Théorie scientifique des couleurs, et leurs applications à l’art et à l’industrie, par O.-N. Rood, professeur de physique au Columbia-College de New-York, Paris 1881 ; Germer-Baillière.


Les couleurs sont la joie des yeux, et l’attrait qu’elles exercent sur notre esprit est certainement pour quelque chose dans la multiplicité des travaux qui ont pour objet la théorie mathématique de la lumière. « Le spectre solaire, dit M. Rood, a été, bien des années avant les découvertes de Kirchhoff et de Bunsen, un sujet favori d’études pour les physiciens ; cette affection a dû attendre près d’un demi-siècle avant d’obtenir sa récompense ; mais s’il n’avait eu le charme de ses couleurs, s’il avait été moins examiné, le spectre serait peut-être resté pour nous une énigme pendant un siècle de plus. » C’est ainsi que le plaisir des sens a été un auxiliaire fort utile de la science, et la science, qui paie toujours généreusement l’aide qu’on lui prête, a mis au jour le secret mécanisme des phénomènes et a posé les principes de toutes les applications des couleurs.

**Données affichées:**
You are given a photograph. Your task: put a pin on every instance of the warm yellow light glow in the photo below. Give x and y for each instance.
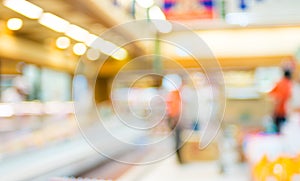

**Consignes:**
Répondez à ces questions sur l'extrait consacré à la théorie des couleurs :
1. Quelle fonction O.-N. Rood occupe-t-il, et dans quel établissement ?
2. En quelle année et dans quelle ville l'ouvrage a-t-il paru ?
3. D'après les propos de M. Rood, pendant combien de temps l'affection des physiciens pour le spectre solaire a-t-elle dû attendre sa récompense ?
La liste n'est pas nécessaire ici.

**Corrigé:**
1. Il est professeur de physique au Columbia-College de New-York.
2. L'ouvrage a paru en 1881, à Paris.
3. Elle a dû attendre près d'un demi-siècle.